• _Goal 1_:
Quote the passage of the Perl dereferencing post between "Thx, Charlton, the" and "it through once.", inclusive.

** Begin Page extract **

Date: Thu, 31 Jan 2013 23:35:07 -0700
From: Cal Dershowitz <cal@example.invalid>
Subject: Re: capturing, computing the ephemeris and passing it to gfortran
Message-Id: <vq6dnR2Jke2G_5bMnZ2dnUVZ_hSdnZ2d@supernews.com>

On 01/31/2013 07:56 AM, Charlton Wilbur wrote:
>>>>>> "CD" == Cal Dershowitz <cal@example.invalid> writes:
>
>      CD> The documentation
>      CD> there though is pretty thin.
>
> Perhaps you are not looking in the right place:
>
>          perldoc perlref
>          perldoc perlreftut
>
> Charlton
>
>

Thx, Charlton, the perlreftut was just the ointment.  Unfortunately, I'm 
on my 4th errant notion of how I'm gonna dereference these things.  In 
the reading, it mentions the alpaca book, which is one of the few books 
I've ever had that I was really digging, and it disappeared before I was 
finished reading it through once.

I remember it had a great section on this, but without it as a reference 
at hand, I seem to be struggling.

Tried a couple things that looked like good ideas from here:

http://www.perlmeme.org/howtos/using_perl/dereferencing.html

I'll place the order to replace the book tomorrow.  My gf has amazon 
prime; it's awesome.

Anyways, this was my latest idea:

$ ./capture4.pl
Not a SCALAR reference at ./capture4.pl line 12.

** End Page extract **
** Begin Records to process **

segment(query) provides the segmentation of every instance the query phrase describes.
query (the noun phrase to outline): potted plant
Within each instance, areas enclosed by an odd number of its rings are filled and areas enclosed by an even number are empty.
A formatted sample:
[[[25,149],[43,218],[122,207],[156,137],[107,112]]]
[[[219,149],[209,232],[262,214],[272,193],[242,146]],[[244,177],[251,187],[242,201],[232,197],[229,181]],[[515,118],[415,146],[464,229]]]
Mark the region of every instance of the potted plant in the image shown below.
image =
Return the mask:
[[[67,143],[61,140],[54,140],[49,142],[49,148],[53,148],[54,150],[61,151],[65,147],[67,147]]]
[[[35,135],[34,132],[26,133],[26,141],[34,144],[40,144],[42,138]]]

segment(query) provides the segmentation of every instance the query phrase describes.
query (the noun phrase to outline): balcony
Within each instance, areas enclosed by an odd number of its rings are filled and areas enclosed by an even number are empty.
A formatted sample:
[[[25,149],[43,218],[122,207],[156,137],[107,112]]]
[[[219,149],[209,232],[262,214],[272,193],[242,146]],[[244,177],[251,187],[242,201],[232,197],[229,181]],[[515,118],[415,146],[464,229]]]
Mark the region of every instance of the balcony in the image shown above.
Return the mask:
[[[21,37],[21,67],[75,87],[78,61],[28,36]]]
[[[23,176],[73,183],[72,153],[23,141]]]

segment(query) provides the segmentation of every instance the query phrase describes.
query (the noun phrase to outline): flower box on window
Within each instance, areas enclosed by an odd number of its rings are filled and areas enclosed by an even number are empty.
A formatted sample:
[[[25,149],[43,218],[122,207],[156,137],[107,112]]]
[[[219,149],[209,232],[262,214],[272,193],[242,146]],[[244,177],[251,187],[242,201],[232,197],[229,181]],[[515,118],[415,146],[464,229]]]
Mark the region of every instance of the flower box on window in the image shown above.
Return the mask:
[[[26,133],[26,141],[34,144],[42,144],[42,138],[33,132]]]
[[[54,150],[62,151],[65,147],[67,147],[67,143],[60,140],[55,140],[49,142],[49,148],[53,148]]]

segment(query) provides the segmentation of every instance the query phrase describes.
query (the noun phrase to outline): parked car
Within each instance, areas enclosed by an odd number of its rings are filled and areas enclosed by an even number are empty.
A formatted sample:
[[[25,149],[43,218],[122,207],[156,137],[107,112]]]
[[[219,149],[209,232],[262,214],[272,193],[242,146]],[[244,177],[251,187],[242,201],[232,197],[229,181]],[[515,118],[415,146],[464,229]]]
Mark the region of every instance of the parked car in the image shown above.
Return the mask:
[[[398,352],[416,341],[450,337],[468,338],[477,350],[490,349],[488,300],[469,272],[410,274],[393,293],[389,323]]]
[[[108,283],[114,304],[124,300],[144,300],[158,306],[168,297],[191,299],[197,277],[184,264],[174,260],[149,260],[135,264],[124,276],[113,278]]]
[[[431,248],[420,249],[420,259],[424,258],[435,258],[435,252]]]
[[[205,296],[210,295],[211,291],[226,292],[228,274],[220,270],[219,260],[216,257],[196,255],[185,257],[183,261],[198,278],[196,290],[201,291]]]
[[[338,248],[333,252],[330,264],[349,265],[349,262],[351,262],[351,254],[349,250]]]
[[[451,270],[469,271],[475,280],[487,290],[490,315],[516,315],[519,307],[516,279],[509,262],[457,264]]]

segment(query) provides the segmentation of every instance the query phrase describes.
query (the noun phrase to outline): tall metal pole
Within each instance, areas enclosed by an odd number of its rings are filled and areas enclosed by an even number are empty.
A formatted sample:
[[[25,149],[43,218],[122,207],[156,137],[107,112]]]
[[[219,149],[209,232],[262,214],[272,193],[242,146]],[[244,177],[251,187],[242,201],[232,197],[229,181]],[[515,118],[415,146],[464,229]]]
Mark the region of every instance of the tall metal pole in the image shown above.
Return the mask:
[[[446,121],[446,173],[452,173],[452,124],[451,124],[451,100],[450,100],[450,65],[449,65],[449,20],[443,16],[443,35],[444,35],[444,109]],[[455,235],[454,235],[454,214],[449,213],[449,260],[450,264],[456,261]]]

** End Records to process **

• _Goal 2_:
Pick out every line of the entries that contains the word "noun", matching case.

• _Task output 1_:
Thx, Charlton, the perlreftut was just the ointment.  Unfortunately, I'm 
on my 4th errant notion of how I'm gonna dereference these things.  In 
the reading, it mentions the alpaca book, which is one of the few books 
I've ever had that I was really digging, and it disappeared before I was 
finished reading it through once.

• _Task output 2_:
query (the noun phrase to outline): potted plant
query (the noun phrase to outline): balcony
query (the noun phrase to outline): flower box on window
query (the noun phrase to outline): parked car
query (the noun phrase to outline): tall metal pole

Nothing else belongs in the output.